- 原文段落
BeautifulSoup對象的實例化的方式：

本地

BeautifulSoup(fp,'lxml'):將本地的文件內容加載到該對象中進行數據解析

網絡

BeautifulSoup(page_text,'lxml')：將互聯網上請求到的數據加載到該對象中進行數據解析

fp文件描述符 open函數的返回值
soup當前頁面的對象活到當前頁面的所有標簽
find屬性定位 也可以進行tagname的取值
關鍵字_=屬性值 例如class 類聲明 需要加下划線
不是關鍵字=屬性值

取文本

string :只可以將標簽中直系的文本取出
text:可以將標簽中所有內容取出

取屬性

tag['attrName']

一些常用參數

from bs4 import BeautifulSoup
fp = open('./test.html','r',encoding='utf-8')
soup = BeautifulSoup(fp,'lxml')
soup.p
soup.find('div',class_='tang')
soup.find('a',id='feng')
soup.find_all('div',class_='tang')
soup.select('#feng')
soup.select('.tang > ul > li')
soup.select('.tang li')
tag = soup.title
tag.text
li_list = soup.select('.tang > ul > li')
li_list[6].text
div_tag = soup.find('div',class_='tang')
div_tag.text
a_tag = soup.select('#feng')[0]
a_tag['href']

示例

需求：http://www.shicimingju.com/book/sanguoyanyi.html 進行全篇小說內容的爬取
分析：
- 首頁：解析出章節的名稱+詳情頁的url
- 詳情頁：解析章節的內容

from bs4 import BeautifulSoup
#爬取到首頁的頁面數據
main_url = 'http://www.shicimingju.com/book/sanguoyanyi.html'
page_text = requests.get(main_url,headers=headers).text

fp = open('./sanguo.txt','a',encoding='utf-8')

#解析章節名稱+詳情頁的url
soup = BeautifulSoup(page_text,'lxml')

- 任務目標
a: 請原樣重複上方 BeautifulSoup 筆記中從「soup.find('a',id='feng')」一直到「li_list = soup.select('.tang > ul > li')」的全部內容。
b: 找出 BeautifulSoup 筆記的程式碼中傳給 soup.select 的所有選擇器字串，重複的只列一次。

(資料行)
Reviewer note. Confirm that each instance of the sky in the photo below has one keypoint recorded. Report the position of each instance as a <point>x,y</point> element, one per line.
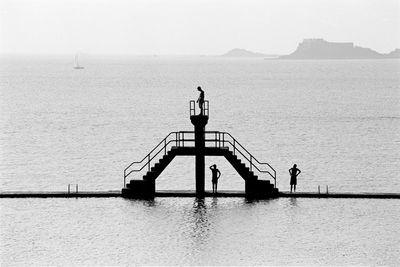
<point>193,27</point>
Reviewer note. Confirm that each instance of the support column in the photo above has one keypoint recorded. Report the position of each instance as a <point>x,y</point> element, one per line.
<point>199,123</point>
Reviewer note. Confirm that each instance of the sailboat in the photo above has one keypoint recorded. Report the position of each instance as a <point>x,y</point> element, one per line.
<point>77,66</point>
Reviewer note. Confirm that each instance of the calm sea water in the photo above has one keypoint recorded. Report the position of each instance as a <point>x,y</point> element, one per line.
<point>338,120</point>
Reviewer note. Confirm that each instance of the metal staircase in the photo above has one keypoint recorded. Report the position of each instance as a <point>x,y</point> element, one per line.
<point>217,144</point>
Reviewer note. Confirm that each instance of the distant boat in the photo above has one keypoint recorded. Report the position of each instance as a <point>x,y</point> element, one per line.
<point>77,66</point>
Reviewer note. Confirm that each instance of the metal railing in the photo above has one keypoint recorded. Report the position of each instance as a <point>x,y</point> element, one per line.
<point>206,108</point>
<point>214,139</point>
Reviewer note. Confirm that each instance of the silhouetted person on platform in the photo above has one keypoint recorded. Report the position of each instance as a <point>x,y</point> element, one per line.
<point>200,100</point>
<point>293,177</point>
<point>215,176</point>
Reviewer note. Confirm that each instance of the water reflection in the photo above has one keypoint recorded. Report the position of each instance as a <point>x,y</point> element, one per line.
<point>293,202</point>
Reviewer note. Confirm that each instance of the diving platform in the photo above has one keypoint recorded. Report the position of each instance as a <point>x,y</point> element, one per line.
<point>140,176</point>
<point>191,194</point>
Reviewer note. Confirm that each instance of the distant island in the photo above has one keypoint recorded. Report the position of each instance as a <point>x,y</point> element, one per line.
<point>237,52</point>
<point>321,49</point>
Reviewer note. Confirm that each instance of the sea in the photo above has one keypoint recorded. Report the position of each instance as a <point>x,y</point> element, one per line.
<point>338,120</point>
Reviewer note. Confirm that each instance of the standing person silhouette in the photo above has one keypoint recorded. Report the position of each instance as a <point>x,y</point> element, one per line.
<point>215,176</point>
<point>294,172</point>
<point>200,100</point>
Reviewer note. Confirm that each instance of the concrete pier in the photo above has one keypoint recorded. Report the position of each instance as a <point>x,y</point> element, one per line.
<point>189,193</point>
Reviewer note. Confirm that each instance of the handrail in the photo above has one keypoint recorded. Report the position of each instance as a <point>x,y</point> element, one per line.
<point>179,139</point>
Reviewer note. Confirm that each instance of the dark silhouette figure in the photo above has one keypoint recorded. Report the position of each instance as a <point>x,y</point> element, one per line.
<point>215,176</point>
<point>294,172</point>
<point>200,100</point>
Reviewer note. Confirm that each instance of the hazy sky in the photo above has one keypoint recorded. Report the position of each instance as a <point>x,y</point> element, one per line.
<point>193,26</point>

- 完整答案
a:
soup.find('a',id='feng')
soup.find_all('div',class_='tang')
soup.select('#feng')
soup.select('.tang > ul > li')
soup.select('.tang li')
tag = soup.title
tag.text
li_list = soup.select('.tang > ul > li')

b: '#feng'、'.tang > ul > li'、'.tang li'